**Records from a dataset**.
______

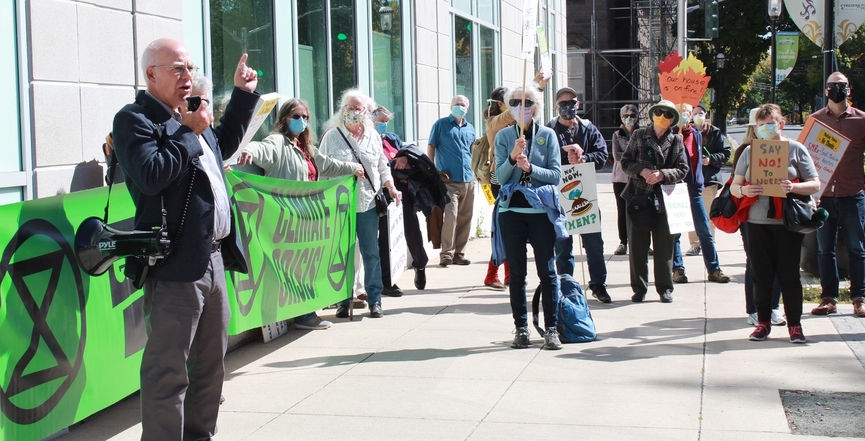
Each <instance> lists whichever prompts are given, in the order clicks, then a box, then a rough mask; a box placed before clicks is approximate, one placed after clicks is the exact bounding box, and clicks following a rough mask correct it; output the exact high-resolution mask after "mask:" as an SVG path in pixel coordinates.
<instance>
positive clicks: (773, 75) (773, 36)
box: [769, 0, 783, 104]
mask: <svg viewBox="0 0 865 441" xmlns="http://www.w3.org/2000/svg"><path fill="white" fill-rule="evenodd" d="M782 7H783V2H782V1H781V0H769V23H771V25H772V68H771V69H772V72H771V74H772V78H771V79H770V81H771V82H772V104H774V103H775V86H776V85H777V82H778V81H777V78H776V74H775V69H776V66H777V63H778V54H777V52H778V51H777V49H778V48H777V46H776V39H777V38H778V19H779V18H781V8H782Z"/></svg>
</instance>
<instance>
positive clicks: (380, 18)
mask: <svg viewBox="0 0 865 441" xmlns="http://www.w3.org/2000/svg"><path fill="white" fill-rule="evenodd" d="M378 15H379V18H380V19H381V30H382V32H384V33H385V34H388V33H390V30H391V29H393V8H391V7H390V6H388V5H384V6H382V7H380V8H378Z"/></svg>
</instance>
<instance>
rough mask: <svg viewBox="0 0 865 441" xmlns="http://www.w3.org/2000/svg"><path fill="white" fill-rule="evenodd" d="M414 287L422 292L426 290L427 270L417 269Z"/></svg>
mask: <svg viewBox="0 0 865 441" xmlns="http://www.w3.org/2000/svg"><path fill="white" fill-rule="evenodd" d="M414 287H415V288H417V289H421V290H422V289H424V288H426V268H415V270H414Z"/></svg>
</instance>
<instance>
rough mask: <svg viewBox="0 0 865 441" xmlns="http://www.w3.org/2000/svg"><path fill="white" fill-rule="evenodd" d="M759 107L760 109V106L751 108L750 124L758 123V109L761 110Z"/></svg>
mask: <svg viewBox="0 0 865 441" xmlns="http://www.w3.org/2000/svg"><path fill="white" fill-rule="evenodd" d="M759 109H760V108H759V107H755V108H753V109H751V111H750V112H749V113H748V125H749V126H756V125H757V110H759Z"/></svg>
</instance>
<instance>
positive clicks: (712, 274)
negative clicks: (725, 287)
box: [709, 269, 730, 283]
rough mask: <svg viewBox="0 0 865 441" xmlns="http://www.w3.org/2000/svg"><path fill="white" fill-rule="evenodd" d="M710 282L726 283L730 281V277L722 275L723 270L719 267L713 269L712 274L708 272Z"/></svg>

______

Give back the records word for word, without their pictures.

Each <instance> lists whichever prompts are given, in the order clicks, then a box, then a rough mask; a box placed before clicks is approximate, one placed after clicks is the exact bounding box, and clicks following a rough mask correct it; output the exact high-resolution mask after "mask:" as an SVG path in pixel coordinates.
<instance>
positive clicks: (773, 75) (773, 36)
box: [769, 0, 783, 104]
mask: <svg viewBox="0 0 865 441" xmlns="http://www.w3.org/2000/svg"><path fill="white" fill-rule="evenodd" d="M782 7H783V2H782V1H781V0H769V23H771V25H772V68H771V69H772V72H771V74H772V78H771V79H770V81H771V82H772V104H774V103H775V86H776V85H777V82H778V81H777V78H776V74H775V69H776V66H777V63H778V54H777V52H778V51H777V49H778V48H777V46H776V39H777V38H778V19H779V18H781V8H782Z"/></svg>
</instance>
<instance>
positive clicks: (380, 18)
mask: <svg viewBox="0 0 865 441" xmlns="http://www.w3.org/2000/svg"><path fill="white" fill-rule="evenodd" d="M378 15H379V18H380V19H381V30H382V32H384V33H385V34H388V33H390V30H391V29H393V8H391V7H390V6H388V5H384V6H382V7H380V8H378Z"/></svg>
</instance>
<instance>
rough mask: <svg viewBox="0 0 865 441" xmlns="http://www.w3.org/2000/svg"><path fill="white" fill-rule="evenodd" d="M414 287L422 292L426 290L427 270L417 269Z"/></svg>
mask: <svg viewBox="0 0 865 441" xmlns="http://www.w3.org/2000/svg"><path fill="white" fill-rule="evenodd" d="M414 287H415V288H417V289H421V290H422V289H424V288H426V268H415V270H414Z"/></svg>
</instance>
<instance>
rough mask: <svg viewBox="0 0 865 441" xmlns="http://www.w3.org/2000/svg"><path fill="white" fill-rule="evenodd" d="M759 107L760 109V106L751 108L750 124L758 123V109L761 110Z"/></svg>
mask: <svg viewBox="0 0 865 441" xmlns="http://www.w3.org/2000/svg"><path fill="white" fill-rule="evenodd" d="M759 109H760V108H759V107H755V108H753V109H751V111H750V112H749V113H748V125H749V126H756V125H757V110H759Z"/></svg>
</instance>
<instance>
positive clicks: (712, 274)
negative clicks: (725, 287)
box: [709, 269, 730, 283]
rough mask: <svg viewBox="0 0 865 441" xmlns="http://www.w3.org/2000/svg"><path fill="white" fill-rule="evenodd" d="M710 282L726 283L730 281V277L722 275L723 270L719 267L713 269L712 274L708 272Z"/></svg>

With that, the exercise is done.